**THE PROBLEM**
Quote the listing below in its entirety.
========================
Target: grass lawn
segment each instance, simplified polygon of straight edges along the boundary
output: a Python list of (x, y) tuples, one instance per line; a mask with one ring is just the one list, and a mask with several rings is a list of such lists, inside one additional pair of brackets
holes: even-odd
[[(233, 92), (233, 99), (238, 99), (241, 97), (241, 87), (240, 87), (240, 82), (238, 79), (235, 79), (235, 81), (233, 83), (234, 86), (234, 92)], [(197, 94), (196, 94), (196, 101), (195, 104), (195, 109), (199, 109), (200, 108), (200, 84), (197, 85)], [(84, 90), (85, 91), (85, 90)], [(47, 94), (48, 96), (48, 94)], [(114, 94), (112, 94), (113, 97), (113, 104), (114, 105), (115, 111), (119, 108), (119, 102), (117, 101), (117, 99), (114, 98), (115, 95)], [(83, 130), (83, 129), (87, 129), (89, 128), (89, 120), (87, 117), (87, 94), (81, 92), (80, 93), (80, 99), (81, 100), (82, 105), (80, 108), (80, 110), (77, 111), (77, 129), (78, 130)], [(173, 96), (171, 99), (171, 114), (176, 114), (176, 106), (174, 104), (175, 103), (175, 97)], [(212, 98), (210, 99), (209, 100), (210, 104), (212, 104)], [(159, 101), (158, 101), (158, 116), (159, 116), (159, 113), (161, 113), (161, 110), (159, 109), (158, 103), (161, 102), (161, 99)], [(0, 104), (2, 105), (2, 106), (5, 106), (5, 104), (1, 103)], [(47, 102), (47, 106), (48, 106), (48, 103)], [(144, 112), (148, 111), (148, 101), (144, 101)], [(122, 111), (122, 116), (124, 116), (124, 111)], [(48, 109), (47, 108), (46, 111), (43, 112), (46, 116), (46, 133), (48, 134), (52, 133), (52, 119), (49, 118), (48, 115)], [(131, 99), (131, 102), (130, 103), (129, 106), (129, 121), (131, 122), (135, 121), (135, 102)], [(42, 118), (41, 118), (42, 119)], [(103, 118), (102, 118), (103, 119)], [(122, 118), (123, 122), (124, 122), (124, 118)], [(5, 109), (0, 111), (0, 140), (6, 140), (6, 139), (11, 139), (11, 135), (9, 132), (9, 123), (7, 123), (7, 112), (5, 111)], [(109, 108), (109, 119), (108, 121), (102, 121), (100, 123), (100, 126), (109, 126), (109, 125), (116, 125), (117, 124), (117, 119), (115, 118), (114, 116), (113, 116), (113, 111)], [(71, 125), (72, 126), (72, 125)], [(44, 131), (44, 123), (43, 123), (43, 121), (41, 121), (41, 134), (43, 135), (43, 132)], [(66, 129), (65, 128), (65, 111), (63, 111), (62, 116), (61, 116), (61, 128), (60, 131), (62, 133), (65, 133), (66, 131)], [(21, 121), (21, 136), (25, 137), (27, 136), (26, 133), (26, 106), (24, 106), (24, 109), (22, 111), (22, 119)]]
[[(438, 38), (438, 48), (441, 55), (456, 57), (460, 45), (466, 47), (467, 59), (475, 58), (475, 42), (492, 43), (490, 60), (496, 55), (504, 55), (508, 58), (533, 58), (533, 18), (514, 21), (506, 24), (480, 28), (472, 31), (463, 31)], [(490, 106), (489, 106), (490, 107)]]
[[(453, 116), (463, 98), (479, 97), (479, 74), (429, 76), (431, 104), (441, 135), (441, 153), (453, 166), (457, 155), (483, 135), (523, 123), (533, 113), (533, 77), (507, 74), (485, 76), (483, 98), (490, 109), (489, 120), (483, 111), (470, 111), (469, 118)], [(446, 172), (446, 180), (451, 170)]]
========================
**FINISHED EXERCISE**
Target: grass lawn
segment each instance, simplified polygon of straight edges along the boundary
output: a Python list of (x, y) tuples, one instance per line; a mask with one ring is just the one list, and a mask with several rings is a list of such lists, inside one additional pair of brackets
holes: even-odd
[[(233, 92), (233, 99), (238, 99), (241, 97), (241, 87), (240, 87), (240, 82), (238, 79), (235, 79), (235, 81), (233, 83), (234, 86), (234, 92)], [(197, 94), (196, 94), (196, 101), (195, 104), (195, 109), (199, 109), (200, 108), (200, 84), (197, 85)], [(84, 90), (85, 91), (85, 90)], [(47, 94), (48, 96), (48, 94)], [(114, 94), (112, 94), (113, 97), (113, 104), (114, 105), (115, 111), (119, 108), (119, 102), (117, 101), (117, 99), (114, 98), (115, 95)], [(83, 130), (83, 129), (87, 129), (89, 128), (89, 120), (87, 117), (87, 94), (81, 92), (80, 93), (80, 99), (81, 100), (82, 105), (80, 108), (80, 110), (77, 111), (77, 129), (78, 130)], [(173, 96), (171, 99), (171, 114), (176, 114), (176, 106), (174, 104), (175, 103), (175, 97)], [(212, 98), (210, 99), (209, 100), (210, 104), (212, 104)], [(159, 101), (158, 101), (158, 116), (159, 116), (159, 113), (161, 113), (161, 110), (159, 109), (158, 103), (161, 102), (161, 99)], [(0, 104), (2, 105), (2, 106), (5, 106), (5, 104), (1, 103)], [(47, 102), (47, 106), (48, 106), (48, 103)], [(144, 112), (148, 111), (148, 101), (144, 101)], [(122, 111), (122, 116), (124, 116), (124, 111)], [(48, 109), (47, 108), (46, 111), (43, 112), (46, 116), (46, 133), (48, 134), (52, 133), (52, 119), (49, 118), (48, 115)], [(131, 99), (131, 102), (130, 103), (129, 106), (129, 121), (131, 122), (135, 121), (135, 102)], [(42, 118), (41, 118), (42, 119)], [(103, 118), (102, 118), (103, 119)], [(122, 118), (123, 122), (124, 122), (124, 118)], [(5, 109), (0, 111), (0, 140), (6, 140), (6, 139), (11, 139), (11, 135), (9, 132), (9, 123), (7, 123), (7, 112), (5, 111)], [(109, 108), (109, 119), (108, 121), (102, 121), (100, 123), (100, 126), (109, 126), (109, 125), (116, 125), (117, 124), (117, 119), (115, 118), (114, 116), (113, 116), (113, 111)], [(71, 125), (72, 126), (72, 125)], [(44, 131), (44, 123), (43, 123), (43, 121), (41, 121), (41, 134), (43, 135), (43, 132)], [(66, 129), (65, 128), (65, 111), (63, 111), (62, 116), (61, 116), (61, 128), (60, 131), (62, 133), (65, 133), (66, 131)], [(21, 121), (21, 136), (25, 137), (27, 136), (26, 133), (26, 106), (24, 106), (24, 109), (22, 111), (22, 119)]]
[[(438, 38), (438, 48), (441, 55), (456, 57), (460, 45), (466, 47), (467, 59), (475, 58), (475, 42), (492, 43), (490, 60), (496, 55), (504, 55), (508, 58), (533, 58), (533, 18), (514, 21), (506, 24), (480, 28), (472, 31), (463, 31)], [(490, 106), (489, 106), (490, 107)]]
[[(453, 116), (463, 98), (479, 97), (479, 74), (429, 76), (431, 104), (441, 135), (441, 153), (453, 166), (457, 155), (483, 135), (523, 123), (533, 113), (533, 77), (507, 74), (485, 76), (483, 98), (490, 109), (489, 120), (483, 111), (470, 111), (469, 118)], [(446, 172), (446, 180), (451, 170)]]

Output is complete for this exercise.